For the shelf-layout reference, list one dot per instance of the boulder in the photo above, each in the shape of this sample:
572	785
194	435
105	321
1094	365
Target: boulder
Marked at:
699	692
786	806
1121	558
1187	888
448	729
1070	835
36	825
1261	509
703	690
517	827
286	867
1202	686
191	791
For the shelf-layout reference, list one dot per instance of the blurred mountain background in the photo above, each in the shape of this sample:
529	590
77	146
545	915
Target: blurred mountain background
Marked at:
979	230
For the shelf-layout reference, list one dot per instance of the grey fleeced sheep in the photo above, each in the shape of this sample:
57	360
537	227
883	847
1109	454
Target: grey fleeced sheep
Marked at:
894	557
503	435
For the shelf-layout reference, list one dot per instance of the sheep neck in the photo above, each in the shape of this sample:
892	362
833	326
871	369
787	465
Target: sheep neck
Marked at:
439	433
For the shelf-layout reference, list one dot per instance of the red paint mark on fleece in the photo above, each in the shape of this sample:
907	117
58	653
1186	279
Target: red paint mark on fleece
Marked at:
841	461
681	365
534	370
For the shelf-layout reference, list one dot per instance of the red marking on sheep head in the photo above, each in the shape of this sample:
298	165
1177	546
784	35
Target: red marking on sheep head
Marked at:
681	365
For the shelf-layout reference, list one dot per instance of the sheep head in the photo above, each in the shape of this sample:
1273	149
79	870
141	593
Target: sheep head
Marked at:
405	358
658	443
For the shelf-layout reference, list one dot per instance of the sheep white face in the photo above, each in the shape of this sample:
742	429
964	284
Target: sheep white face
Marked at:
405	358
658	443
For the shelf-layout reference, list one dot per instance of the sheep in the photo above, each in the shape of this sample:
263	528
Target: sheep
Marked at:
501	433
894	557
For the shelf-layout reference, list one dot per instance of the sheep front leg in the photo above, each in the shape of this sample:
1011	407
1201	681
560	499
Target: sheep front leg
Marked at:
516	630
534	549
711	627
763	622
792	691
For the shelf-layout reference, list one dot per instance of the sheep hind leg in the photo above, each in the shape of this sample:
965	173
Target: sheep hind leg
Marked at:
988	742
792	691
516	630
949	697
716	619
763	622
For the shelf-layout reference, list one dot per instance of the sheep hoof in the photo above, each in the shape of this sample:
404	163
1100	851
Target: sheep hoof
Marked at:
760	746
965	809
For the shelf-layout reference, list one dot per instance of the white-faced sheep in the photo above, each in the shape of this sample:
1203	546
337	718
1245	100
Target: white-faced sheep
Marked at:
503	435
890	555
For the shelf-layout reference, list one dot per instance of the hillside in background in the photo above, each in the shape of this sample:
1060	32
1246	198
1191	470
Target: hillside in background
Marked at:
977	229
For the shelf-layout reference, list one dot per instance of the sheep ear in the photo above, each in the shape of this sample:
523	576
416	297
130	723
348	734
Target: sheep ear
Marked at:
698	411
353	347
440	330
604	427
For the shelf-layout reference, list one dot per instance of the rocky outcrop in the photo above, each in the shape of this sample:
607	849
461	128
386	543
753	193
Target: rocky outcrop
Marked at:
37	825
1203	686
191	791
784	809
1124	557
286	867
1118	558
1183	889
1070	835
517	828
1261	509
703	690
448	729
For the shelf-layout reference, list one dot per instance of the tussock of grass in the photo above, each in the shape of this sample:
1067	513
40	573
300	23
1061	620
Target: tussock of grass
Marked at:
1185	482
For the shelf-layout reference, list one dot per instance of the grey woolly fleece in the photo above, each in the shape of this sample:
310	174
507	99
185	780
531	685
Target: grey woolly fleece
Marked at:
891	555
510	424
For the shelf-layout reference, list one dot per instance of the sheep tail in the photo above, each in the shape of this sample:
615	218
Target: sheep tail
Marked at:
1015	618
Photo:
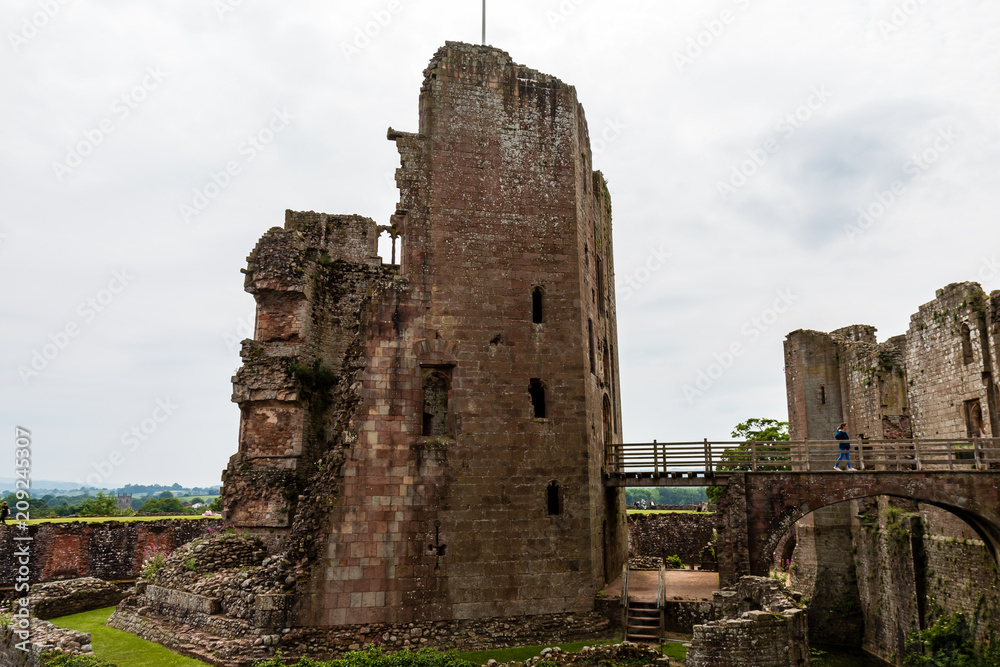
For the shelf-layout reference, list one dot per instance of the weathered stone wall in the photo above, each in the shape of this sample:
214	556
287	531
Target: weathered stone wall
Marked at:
665	535
913	561
426	441
62	598
110	550
949	363
205	643
762	627
823	570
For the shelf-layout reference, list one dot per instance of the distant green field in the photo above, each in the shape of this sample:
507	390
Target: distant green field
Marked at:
125	519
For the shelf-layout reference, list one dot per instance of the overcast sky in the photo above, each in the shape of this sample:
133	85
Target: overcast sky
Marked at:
739	139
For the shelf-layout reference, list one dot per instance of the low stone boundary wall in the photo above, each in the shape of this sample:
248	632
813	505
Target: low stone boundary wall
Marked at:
683	615
44	638
109	550
763	627
329	643
62	598
665	535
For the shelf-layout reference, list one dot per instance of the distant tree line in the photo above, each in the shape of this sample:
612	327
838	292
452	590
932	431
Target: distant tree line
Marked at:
667	495
105	504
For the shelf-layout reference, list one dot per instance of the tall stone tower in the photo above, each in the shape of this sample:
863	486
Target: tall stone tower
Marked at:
425	441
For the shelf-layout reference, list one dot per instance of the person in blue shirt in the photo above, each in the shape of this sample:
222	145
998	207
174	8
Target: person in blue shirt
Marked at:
845	447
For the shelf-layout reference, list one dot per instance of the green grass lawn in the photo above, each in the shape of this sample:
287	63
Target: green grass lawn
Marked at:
120	647
674	650
522	653
92	519
634	511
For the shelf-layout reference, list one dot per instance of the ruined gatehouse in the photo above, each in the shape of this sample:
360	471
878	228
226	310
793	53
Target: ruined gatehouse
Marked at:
879	568
422	440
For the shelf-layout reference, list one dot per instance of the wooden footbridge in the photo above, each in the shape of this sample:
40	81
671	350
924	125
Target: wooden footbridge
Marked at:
774	484
709	463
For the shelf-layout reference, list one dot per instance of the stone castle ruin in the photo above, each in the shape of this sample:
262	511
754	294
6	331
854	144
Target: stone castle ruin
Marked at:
878	568
421	443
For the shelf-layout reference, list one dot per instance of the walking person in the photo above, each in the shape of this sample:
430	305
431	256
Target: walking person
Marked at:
845	447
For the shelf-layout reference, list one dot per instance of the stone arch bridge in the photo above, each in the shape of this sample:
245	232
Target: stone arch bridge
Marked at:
773	485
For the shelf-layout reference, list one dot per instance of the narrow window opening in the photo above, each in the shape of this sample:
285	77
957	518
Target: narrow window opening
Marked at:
606	358
590	339
387	249
599	266
554	499
974	419
966	344
607	421
537	391
436	390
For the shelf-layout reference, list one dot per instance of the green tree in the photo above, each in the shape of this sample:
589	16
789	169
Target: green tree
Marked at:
100	505
755	429
950	642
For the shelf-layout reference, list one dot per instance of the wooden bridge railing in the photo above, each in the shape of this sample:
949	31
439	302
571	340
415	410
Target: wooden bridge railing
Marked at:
718	458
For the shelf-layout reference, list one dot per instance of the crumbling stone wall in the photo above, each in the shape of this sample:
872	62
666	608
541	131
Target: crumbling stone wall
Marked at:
824	571
110	550
665	535
62	598
913	561
389	502
761	626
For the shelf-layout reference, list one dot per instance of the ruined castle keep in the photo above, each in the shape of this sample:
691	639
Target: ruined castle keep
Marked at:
424	440
936	381
878	568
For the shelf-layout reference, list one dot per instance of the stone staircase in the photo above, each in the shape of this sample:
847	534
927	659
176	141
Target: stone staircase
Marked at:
642	622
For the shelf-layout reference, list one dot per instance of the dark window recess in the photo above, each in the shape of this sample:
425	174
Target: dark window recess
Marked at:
537	391
607	421
436	387
966	344
553	497
599	266
974	425
606	357
590	339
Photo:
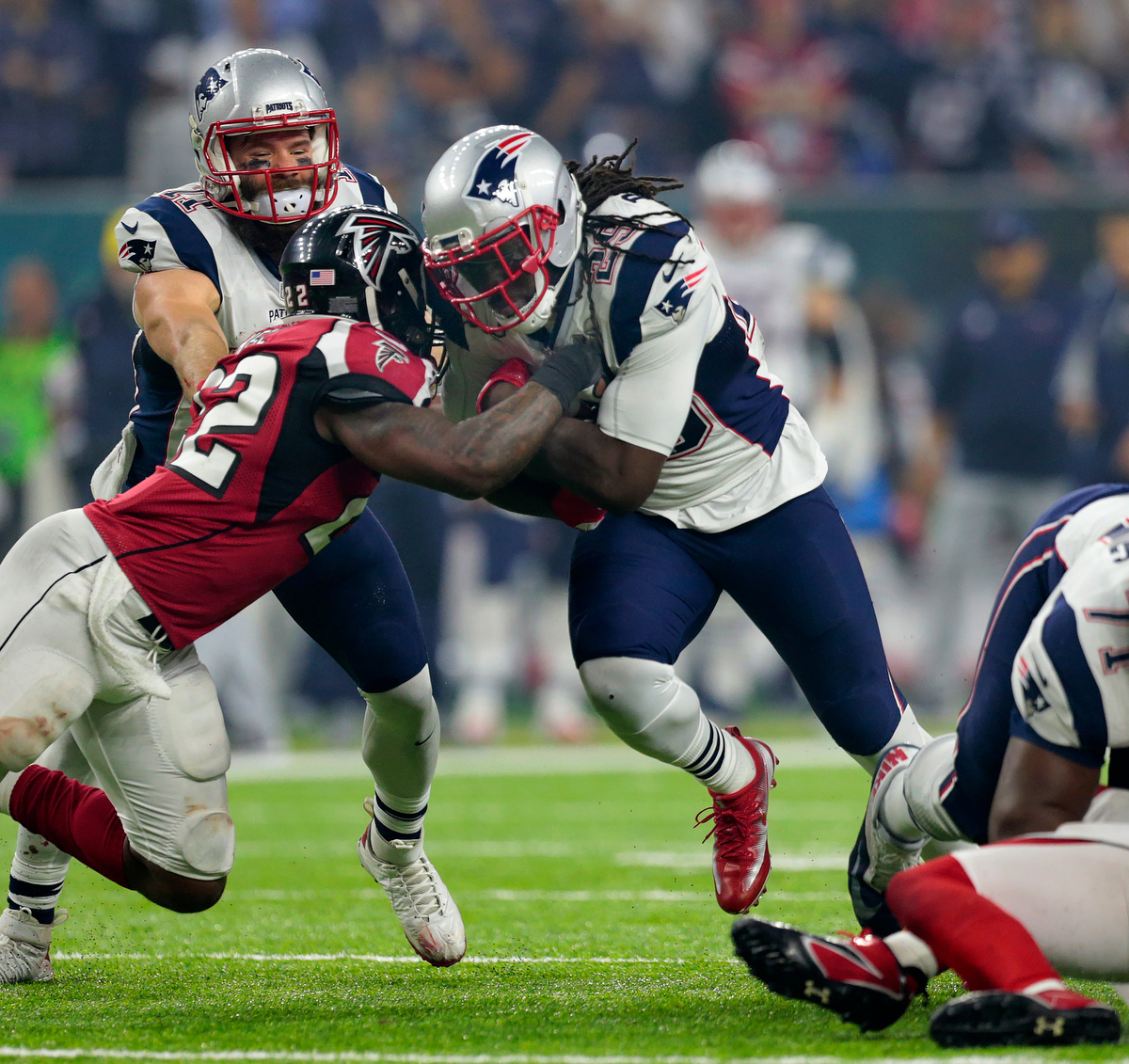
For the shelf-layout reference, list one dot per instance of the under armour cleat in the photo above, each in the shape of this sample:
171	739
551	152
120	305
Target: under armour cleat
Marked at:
740	833
421	899
857	978
24	946
879	855
997	1018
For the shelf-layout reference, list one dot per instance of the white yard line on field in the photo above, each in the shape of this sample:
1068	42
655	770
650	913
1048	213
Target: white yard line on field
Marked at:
512	761
354	1057
398	959
445	849
536	895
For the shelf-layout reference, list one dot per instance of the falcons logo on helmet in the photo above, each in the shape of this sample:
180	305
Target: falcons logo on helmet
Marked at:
371	252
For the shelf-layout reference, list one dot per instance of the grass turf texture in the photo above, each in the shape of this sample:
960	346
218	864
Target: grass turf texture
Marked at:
580	866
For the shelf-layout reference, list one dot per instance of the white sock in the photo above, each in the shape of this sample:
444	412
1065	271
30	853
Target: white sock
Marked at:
913	952
718	759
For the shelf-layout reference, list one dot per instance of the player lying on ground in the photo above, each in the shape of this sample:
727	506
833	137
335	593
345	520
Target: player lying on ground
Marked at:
207	258
1049	696
99	607
1008	918
711	478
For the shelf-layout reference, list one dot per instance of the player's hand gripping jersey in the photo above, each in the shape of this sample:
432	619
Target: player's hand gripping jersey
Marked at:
254	491
690	376
180	230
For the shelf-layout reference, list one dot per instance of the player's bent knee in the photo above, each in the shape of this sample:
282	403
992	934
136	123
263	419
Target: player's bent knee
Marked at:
207	843
632	693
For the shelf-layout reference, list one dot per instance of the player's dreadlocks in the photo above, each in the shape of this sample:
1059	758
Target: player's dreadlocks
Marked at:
602	179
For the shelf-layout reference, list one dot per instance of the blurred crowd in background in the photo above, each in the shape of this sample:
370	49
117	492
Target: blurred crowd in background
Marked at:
948	425
825	87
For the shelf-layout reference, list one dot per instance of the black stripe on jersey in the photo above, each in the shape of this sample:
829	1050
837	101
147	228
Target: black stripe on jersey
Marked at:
372	191
27	612
299	455
157	395
375	389
198	539
636	278
189	243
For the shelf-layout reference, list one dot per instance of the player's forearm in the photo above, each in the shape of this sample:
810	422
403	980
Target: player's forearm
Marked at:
596	467
489	451
526	496
191	345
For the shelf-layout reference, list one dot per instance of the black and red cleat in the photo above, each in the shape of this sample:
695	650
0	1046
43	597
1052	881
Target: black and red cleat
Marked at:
857	978
997	1018
740	833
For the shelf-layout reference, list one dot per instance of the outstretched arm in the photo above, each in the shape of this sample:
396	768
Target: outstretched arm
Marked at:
469	460
1039	791
178	310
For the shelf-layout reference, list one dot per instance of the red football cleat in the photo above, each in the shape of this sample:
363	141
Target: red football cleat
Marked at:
997	1018
740	833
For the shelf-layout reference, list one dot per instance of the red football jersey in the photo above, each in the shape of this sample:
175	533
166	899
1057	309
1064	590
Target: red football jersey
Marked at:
253	491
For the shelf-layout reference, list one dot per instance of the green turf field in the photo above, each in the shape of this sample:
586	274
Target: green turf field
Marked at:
593	933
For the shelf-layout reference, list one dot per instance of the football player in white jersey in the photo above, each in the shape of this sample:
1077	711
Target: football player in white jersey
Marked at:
710	477
1048	698
208	258
1050	894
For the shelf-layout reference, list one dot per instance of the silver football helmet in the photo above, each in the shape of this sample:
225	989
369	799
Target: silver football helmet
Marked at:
502	217
261	90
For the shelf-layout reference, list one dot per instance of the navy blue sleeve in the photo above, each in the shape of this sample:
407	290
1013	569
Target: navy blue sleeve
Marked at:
372	190
189	243
642	262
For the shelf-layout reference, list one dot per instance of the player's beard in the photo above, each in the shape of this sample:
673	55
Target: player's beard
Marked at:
264	236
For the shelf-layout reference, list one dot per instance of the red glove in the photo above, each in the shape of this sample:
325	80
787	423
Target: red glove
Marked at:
514	372
575	512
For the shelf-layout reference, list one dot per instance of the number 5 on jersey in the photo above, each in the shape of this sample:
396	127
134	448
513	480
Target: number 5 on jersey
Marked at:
235	404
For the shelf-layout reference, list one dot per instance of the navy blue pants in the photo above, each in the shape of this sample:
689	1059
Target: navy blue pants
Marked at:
989	716
354	598
641	587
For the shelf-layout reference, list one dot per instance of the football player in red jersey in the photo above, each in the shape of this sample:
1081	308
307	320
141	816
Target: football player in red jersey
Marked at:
99	607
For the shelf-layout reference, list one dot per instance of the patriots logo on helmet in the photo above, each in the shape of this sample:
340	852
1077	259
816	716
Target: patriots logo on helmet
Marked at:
210	84
495	175
138	252
675	303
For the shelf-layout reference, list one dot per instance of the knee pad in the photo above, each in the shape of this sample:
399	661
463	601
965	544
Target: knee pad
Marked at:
43	692
642	700
412	696
406	712
923	782
207	844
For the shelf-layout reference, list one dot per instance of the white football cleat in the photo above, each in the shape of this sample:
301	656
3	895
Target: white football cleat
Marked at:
422	904
889	854
24	945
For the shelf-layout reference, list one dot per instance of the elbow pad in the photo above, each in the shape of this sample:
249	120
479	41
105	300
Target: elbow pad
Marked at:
575	512
514	372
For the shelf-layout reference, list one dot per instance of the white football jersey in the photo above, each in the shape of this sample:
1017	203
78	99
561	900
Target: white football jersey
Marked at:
690	376
1071	676
180	230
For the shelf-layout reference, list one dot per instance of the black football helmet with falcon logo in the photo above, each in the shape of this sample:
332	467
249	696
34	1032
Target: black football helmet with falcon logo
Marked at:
365	263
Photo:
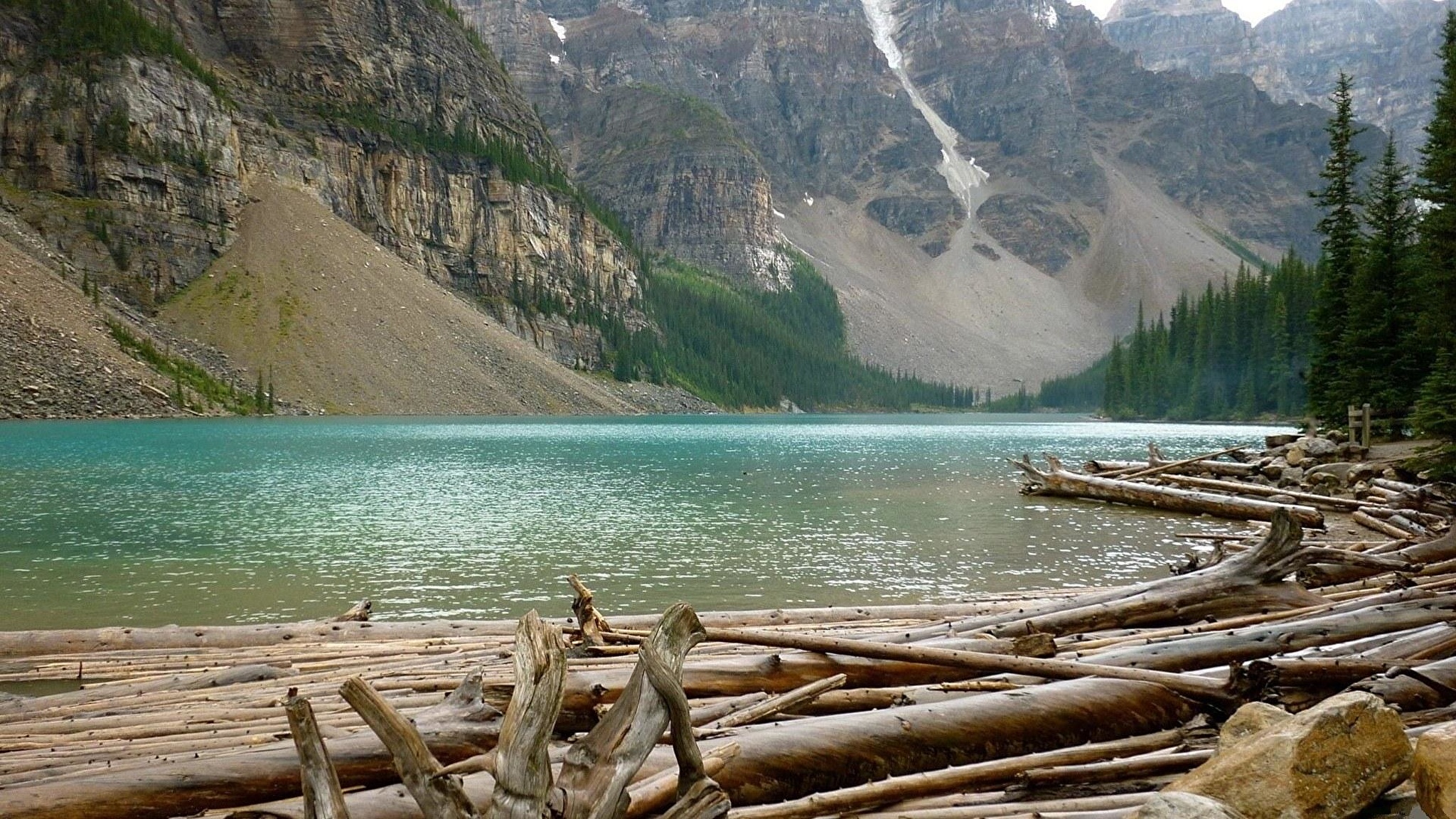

* Problem requirements *
Recast the items as a Markdown table with the columns Row and Item line, starting at the line that contains "red jersey in" and running up to and including the last line of the items. Number each row, omit blank lines, and leave the pictures out.

* Output for this exercise *
| Row | Item line |
|---|---|
| 1 | For the shelf-layout reference, list one dot per instance of the football player in red jersey in the photo above, each in the shape of this sample: |
| 2 | 1081	308 |
| 3 | 307	320 |
| 4 | 141	816 |
| 5 | Target: football player in red jersey |
| 6 | Marked at: |
| 7 | 99	607 |
| 8 | For the shelf-layout reference, list one dot per instance of the patriots logo on helmet in the photo above, each in the shape of this sample: |
| 9 | 340	852 |
| 10 | 1077	259 |
| 11 | 816	716 |
| 12 | Target: patriots logo on helmet |
| 13 | Marked at: |
| 14 | 210	84 |
| 15 | 495	175 |
| 16 | 138	252 |
| 17 | 675	303 |
| 18 | For the shelf-layout reference, list one dot per instance of the knee pad in the photo above, each in the shape of this sample: |
| 19 | 399	661 |
| 20 | 463	601 |
| 21 | 965	544 |
| 22 | Target: knee pad |
| 23 | Marked at: |
| 24 | 43	692 |
| 25 | 642	700 |
| 26 | 412	696 |
| 27 | 406	712 |
| 28 | 923	782 |
| 29 | 207	844 |
| 30 | For the shelf-layout reference, list one dot per instance of the white football cleat in the photo above, each in the shape of this sample: |
| 31 | 301	656 |
| 32 | 3	895 |
| 33 | Target: white football cleat |
| 34 | Marked at: |
| 35 | 422	904 |
| 36 | 889	854 |
| 37 | 24	945 |
| 38 | For the shelf-layout reference, list one dot per instance of the elbow pad in the photo above, each in the shape of this sample: |
| 39 | 249	120 |
| 40 | 479	41 |
| 41 | 105	300 |
| 42 | Target: elbow pad |
| 43 | Marked at: |
| 44 | 575	512 |
| 45 | 514	372 |
| 46 | For the shelf-layout reference, list one dot per instance of the white football jersey in the photo above, each in the shape of this sample: |
| 47 | 1017	203 |
| 48 | 78	99 |
| 49 | 561	900 |
| 50 | Target: white football jersey |
| 51 | Marked at: |
| 52 | 690	376 |
| 53 | 1071	676 |
| 54 | 180	230 |
| 55 | For the shelf-layout reference, list one dot per instance of the black football helmet with falcon logo in the photo above, each in the shape of this sample: |
| 56 | 332	467 |
| 57 | 249	696 |
| 58 | 34	1032 |
| 59 | Target: black football helmet with falcon logo |
| 60 | Marked at: |
| 61 | 365	263 |
| 62 | Photo: |